[Photo-based referring expression data]
==*==

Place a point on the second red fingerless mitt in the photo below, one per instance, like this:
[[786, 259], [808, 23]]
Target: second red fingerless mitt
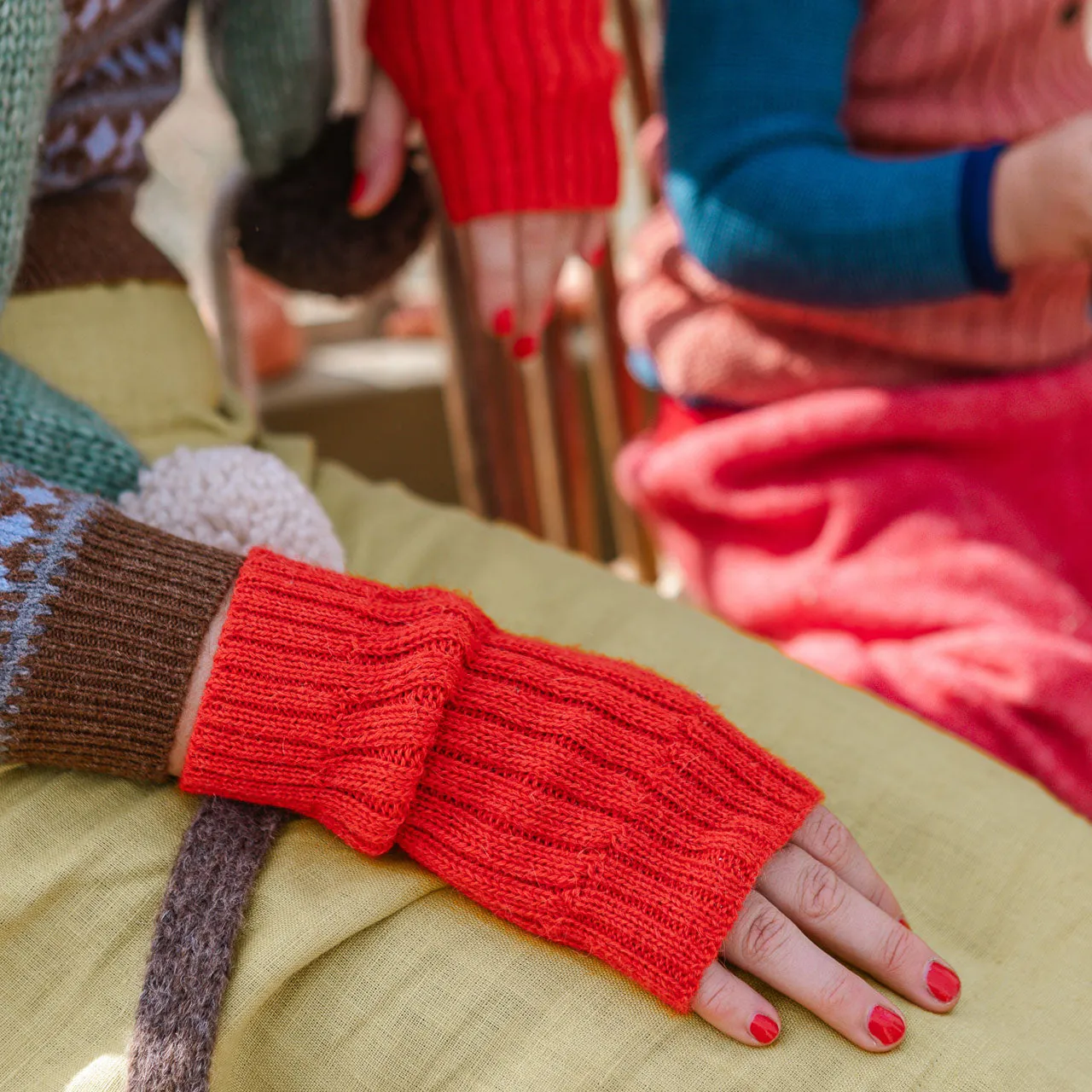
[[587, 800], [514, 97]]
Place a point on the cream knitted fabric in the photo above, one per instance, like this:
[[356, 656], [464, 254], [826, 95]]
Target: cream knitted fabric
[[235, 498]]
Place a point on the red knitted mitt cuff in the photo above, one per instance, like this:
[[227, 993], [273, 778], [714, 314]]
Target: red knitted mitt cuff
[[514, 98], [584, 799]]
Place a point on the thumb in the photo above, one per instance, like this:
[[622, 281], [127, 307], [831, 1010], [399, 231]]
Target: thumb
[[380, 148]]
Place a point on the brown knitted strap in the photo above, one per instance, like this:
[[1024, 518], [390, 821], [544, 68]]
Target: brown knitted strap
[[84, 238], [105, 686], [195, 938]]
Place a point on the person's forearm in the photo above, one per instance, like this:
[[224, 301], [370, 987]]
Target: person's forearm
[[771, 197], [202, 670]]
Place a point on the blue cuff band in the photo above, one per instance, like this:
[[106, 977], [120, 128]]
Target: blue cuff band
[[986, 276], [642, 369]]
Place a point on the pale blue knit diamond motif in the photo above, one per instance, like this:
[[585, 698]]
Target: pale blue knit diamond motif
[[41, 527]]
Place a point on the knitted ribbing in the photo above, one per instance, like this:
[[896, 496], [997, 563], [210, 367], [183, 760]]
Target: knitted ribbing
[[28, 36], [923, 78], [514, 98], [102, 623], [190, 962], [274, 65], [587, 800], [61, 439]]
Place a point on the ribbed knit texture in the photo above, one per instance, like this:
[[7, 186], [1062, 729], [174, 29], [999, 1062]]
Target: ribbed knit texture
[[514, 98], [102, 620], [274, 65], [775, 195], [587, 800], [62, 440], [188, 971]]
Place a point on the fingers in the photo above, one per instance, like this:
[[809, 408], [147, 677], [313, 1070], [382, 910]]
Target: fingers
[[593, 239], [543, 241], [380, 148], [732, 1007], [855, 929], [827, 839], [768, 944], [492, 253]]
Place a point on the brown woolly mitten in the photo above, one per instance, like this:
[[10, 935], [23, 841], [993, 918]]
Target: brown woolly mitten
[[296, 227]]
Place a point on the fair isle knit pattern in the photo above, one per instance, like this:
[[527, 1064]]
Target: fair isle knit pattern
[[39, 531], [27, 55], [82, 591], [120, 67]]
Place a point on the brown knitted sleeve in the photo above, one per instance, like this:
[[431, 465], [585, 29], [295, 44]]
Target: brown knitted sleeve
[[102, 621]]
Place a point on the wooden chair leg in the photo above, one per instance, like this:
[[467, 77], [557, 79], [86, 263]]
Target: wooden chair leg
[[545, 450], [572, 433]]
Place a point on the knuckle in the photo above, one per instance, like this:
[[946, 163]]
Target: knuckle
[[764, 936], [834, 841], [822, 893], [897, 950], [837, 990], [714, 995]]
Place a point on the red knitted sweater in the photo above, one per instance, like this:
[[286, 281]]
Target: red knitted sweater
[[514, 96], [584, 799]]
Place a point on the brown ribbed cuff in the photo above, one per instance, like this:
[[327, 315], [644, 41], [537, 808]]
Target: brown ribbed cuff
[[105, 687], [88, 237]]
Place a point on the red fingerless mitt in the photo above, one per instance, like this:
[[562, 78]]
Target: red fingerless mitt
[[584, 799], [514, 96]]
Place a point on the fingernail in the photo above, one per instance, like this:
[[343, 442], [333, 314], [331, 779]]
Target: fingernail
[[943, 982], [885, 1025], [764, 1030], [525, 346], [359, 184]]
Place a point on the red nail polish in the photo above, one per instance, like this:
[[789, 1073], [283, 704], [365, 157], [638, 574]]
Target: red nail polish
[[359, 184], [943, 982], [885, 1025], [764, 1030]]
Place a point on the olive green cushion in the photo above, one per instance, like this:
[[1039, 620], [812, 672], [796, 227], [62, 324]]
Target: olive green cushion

==*==

_Assigned task_
Determine how many lines in the entries above hold the string "cushion", then report that number and nothing further.

_Answer to the problem_
2